Surabaya, Cakrawalanews.co – Selama satu bulan akses menuju penanjakan Gunung Bromo ditutup sehingga tidak bisa dilalui oleh kendaraan. Penutupan ini karena ada serangkaian acara Upacara Kasodo oleh suku Tengger yang puncaknya terjadi pada 24 Februari 2020.
Anggota DPRD Jatim, Sugeng Pujianto di temui di Surabaya, Jumat (24/1) menyayangkan penutupan akses menuju penanjakan Gunung Bromo selama satu bulan yakni mulai 24 Januari-24 Februari 2020. Akses menuju penanjakan baik dari Malang, Pasuruan maupun Probolinggo ditutup total. Dengan begitu, armada seperti mobil Jeep dan sepeda motor tidak boleh lewat. “Seluruh wisatawan harus jalan kaki atau naik kuda untuk menuju penanjakan,” papar Sugeng.
Menurutnya, selama ini wisatawan banyak datang dari Malang melalui Bandara Abdurrahman Saleh. Selanjutnya wisatawan baik lokal maupun mancanegara menuju puncak mulai pukul 02.00 untuk melihat keindahan matahari terbit. Begitu juga halnya, turun dari penanjakan wisatawan harus berjalan kaki atau naik kuda.
Tentunya akses dari Pasuruan dan Malang berbeda dengan Probolinggo. Mengingat akses dari Probolinggo jalannya lurus, tidak ada naik turun dan dekat dengan penanjakan. Dengan ditutup akses menuju penanjakan tersebut, pemilik mobil Jeep di Malang mengalami kerugian besar karena tidak dapat beroperasi. Tentunya wisatawan akan memilih datang dari Probolinggo atau Pasuruan karena lebih dekat berjalan kaki menuju penanjakan. “Di Poncokusumo saja itu ada 350 armada. Belum di tempat lain bisa mencapai 500 lebih Armada. Semua Armada tidak boleh (beroperasi),” terangnya.

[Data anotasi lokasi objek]
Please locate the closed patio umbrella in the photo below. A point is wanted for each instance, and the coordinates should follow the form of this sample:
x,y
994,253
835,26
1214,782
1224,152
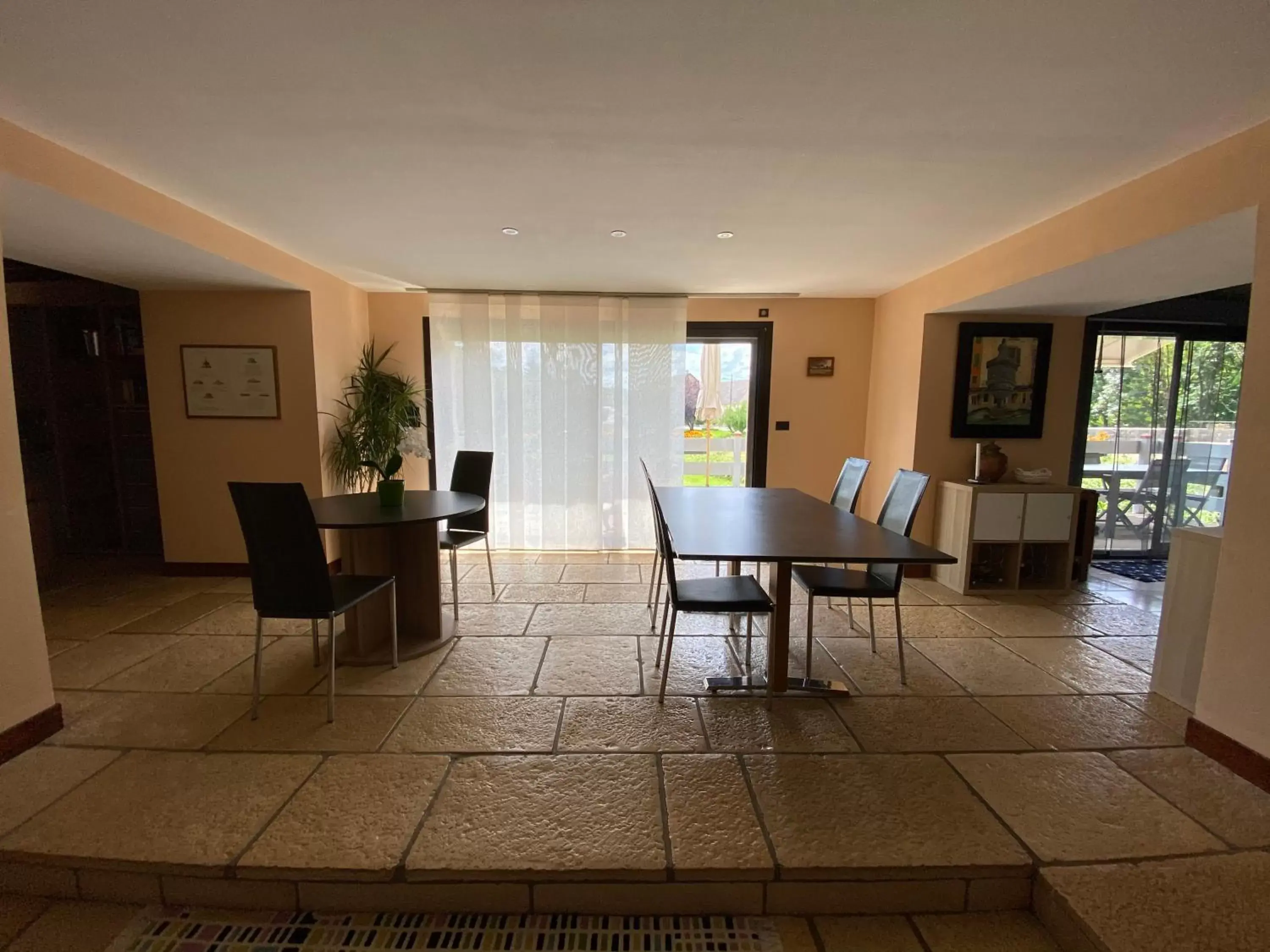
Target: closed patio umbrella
x,y
709,400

Tujuan 1:
Cari setiap baris yang memuat kata "closed", lalu salin baris-baris itu dengan utuh. Huruf besar dan kecil dibedakan.
Tujuan 2:
Tulis lanjutan berita tentang penutupan akses ke penanjakan Gunung Bromo, mulai setelah kalimat terakhirnya.

Jawaban 1:
Please locate the closed patio umbrella in the photo below. A point is wanted for each instance, and the coordinates should follow the form of this sample:
Target: closed patio umbrella

Jawaban 2:
Sugeng menyebut penutupan akses selama sebulan menjelang upacara Kasodo ini pertama kali diberlakukan. Dengan begitu, pengusaha armada dan penjual kuliner harus merasakan berkurangnya pendapatan. “Ini masih awal-awal terjadi, yang dulu itu tidak pernah terjadi semacam ini. Jadi ini istilahnya puasa selama satu bulan. Kalau kita dari agama Islam itu puasa, sementara orang lain cukup menghargai,” tambahnya.
Gunung Bromo merupakan tempat pariwisata yang sudah berskala nasional, bahkan internasional. Jika ditutup selama satu bulan, otomatis orang yang mempunyai usaha bisa amburadul baik di Pasuruan, Probolinggo, maupun Malang. “Namun yang paling dekat ini kan di Probolinggo. Sehingga perlu untuk ditinjau kembali karena banyak armada tidak beroperasi selama sebulan,” terangnya.
Pria yang juga politisi asal PDIP Jatim ini berharap kepada Pemerintah Provinsi Jatim dan Probolinggo berkoordinasi dengan para pemangku agama atau penanggung jawab sekitar Gunung Bromo membatalkan rencana tersebut. Penutupan paling tidak hanya sehari atau maksimal seminggu. “Bayangkan kalau 1 tahun. Satu bulan ditutup saja pengusaha-pengusaha yang ada di situ, seperti pengusaha makanan bisa rugi. Padahal paling banyak orang Probolinggo yang jualan di Malang. Cuma mereka-mereka ini kan tidak tahu tentang keputusan mereka itu,” pungkas Sugeng yang juga anggota DPRD Jatim. (caa)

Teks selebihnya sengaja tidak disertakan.